How to complete this task
Write out, word for word, each line from the start of the entries through the one holding "box: [697, 113, 771, 239]"; omit the pictures.
----- Listed records -----
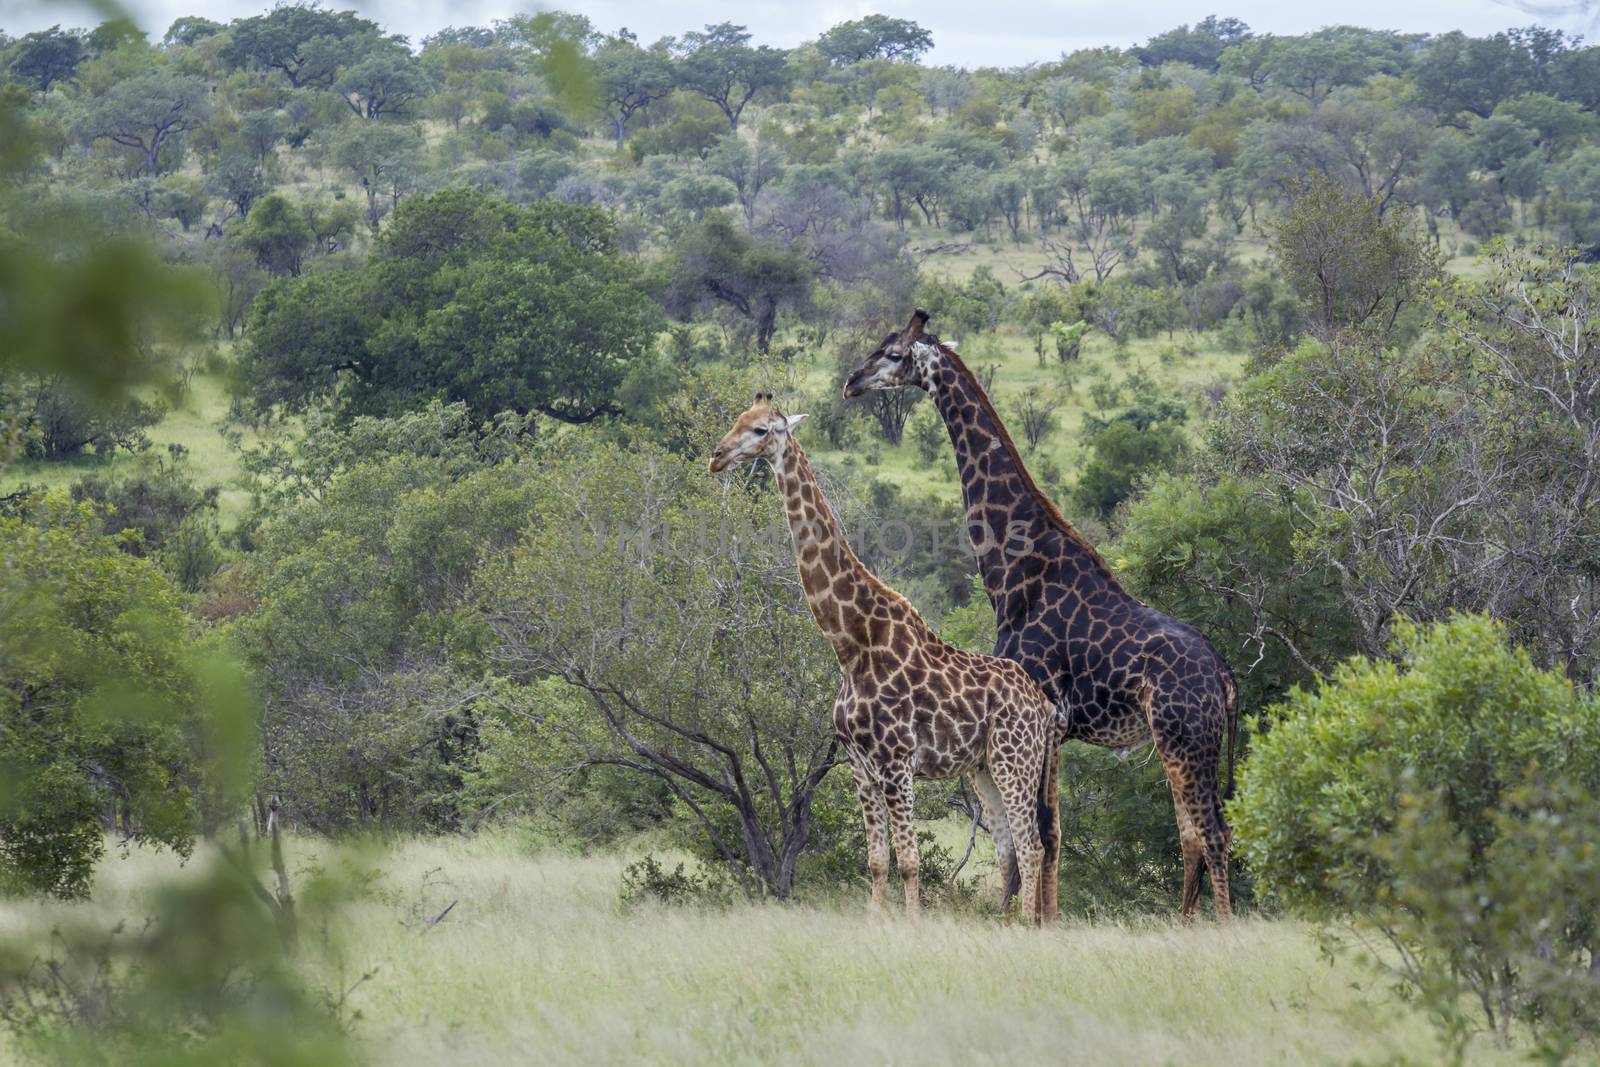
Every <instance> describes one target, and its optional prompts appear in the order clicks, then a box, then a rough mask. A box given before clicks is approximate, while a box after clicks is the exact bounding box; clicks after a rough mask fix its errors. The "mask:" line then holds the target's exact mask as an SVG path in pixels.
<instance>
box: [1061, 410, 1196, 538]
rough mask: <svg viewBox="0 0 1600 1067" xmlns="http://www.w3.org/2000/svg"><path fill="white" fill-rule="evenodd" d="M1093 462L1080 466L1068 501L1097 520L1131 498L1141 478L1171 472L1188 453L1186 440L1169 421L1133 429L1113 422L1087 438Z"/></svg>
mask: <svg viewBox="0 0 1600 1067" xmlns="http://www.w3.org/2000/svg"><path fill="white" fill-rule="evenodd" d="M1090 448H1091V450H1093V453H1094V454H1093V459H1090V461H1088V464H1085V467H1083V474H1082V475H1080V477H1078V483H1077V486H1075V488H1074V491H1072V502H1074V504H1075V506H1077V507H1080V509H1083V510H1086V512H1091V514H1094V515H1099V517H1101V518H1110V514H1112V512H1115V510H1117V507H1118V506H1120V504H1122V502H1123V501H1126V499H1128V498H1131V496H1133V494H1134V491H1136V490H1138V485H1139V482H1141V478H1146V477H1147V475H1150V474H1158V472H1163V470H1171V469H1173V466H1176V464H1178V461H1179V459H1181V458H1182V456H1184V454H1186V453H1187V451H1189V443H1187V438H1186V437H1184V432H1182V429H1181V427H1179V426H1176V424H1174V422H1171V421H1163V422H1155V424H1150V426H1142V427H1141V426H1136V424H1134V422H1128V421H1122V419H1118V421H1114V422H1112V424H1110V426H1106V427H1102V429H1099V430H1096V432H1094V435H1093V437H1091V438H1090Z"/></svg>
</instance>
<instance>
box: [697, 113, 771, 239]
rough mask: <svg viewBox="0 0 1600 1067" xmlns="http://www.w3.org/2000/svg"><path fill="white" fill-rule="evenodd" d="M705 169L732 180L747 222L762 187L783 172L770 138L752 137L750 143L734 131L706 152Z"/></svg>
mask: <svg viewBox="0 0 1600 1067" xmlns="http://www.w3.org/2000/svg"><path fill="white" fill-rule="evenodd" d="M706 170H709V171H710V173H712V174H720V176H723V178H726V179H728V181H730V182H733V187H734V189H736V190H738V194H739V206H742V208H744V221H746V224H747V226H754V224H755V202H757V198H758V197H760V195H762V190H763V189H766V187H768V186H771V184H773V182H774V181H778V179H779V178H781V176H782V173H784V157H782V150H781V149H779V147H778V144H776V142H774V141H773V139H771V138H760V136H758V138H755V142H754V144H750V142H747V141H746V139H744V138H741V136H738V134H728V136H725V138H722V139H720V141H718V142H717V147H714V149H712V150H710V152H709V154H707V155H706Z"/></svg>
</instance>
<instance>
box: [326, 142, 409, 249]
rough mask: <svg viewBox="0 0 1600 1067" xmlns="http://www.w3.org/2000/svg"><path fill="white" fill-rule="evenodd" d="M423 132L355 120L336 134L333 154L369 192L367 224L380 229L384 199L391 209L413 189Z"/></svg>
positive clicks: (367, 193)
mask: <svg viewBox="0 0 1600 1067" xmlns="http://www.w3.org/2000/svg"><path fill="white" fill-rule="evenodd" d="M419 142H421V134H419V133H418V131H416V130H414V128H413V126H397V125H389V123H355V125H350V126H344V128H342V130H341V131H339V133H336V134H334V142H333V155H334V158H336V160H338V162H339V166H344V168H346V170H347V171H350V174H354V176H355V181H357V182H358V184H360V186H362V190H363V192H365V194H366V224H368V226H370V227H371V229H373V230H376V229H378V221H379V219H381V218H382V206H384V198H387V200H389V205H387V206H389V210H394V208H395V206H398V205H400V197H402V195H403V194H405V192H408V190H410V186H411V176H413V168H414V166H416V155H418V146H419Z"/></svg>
-----
Written response
Every <instance> describes one target, and its optional prompts appear in the order clicks, then a box, then a rough mask. A box given before clicks is approximate, while a box after clicks is the exact bounding box; clicks after a rough mask fix its errors. The "mask:" line then holds the target's exact mask as an SVG path in pixels.
<instance>
box: [1061, 410, 1196, 538]
rough mask: <svg viewBox="0 0 1600 1067" xmlns="http://www.w3.org/2000/svg"><path fill="white" fill-rule="evenodd" d="M1093 462L1080 466L1068 501L1097 520L1131 498L1141 478L1171 472L1188 453L1186 440L1169 421L1133 429L1113 422L1087 438Z"/></svg>
mask: <svg viewBox="0 0 1600 1067" xmlns="http://www.w3.org/2000/svg"><path fill="white" fill-rule="evenodd" d="M1090 448H1091V450H1093V453H1094V454H1093V459H1090V461H1088V464H1085V467H1083V474H1082V475H1080V477H1078V483H1077V486H1075V488H1074V491H1072V502H1074V504H1075V506H1077V507H1080V509H1083V510H1086V512H1091V514H1094V515H1099V517H1101V518H1110V514H1112V512H1115V510H1117V507H1118V506H1120V504H1122V502H1123V501H1126V499H1128V498H1131V496H1133V494H1134V491H1136V490H1138V485H1139V482H1141V478H1146V477H1147V475H1150V474H1158V472H1163V470H1171V469H1173V466H1176V464H1178V461H1179V459H1181V458H1182V456H1184V454H1186V453H1187V451H1189V443H1187V438H1186V437H1184V432H1182V429H1181V427H1179V426H1176V424H1174V422H1171V421H1163V422H1155V424H1150V426H1142V427H1141V426H1136V424H1134V422H1128V421H1122V419H1118V421H1114V422H1112V424H1110V426H1106V427H1102V429H1099V430H1096V432H1094V435H1093V437H1091V438H1090Z"/></svg>
</instance>
<instance>
box: [697, 113, 771, 239]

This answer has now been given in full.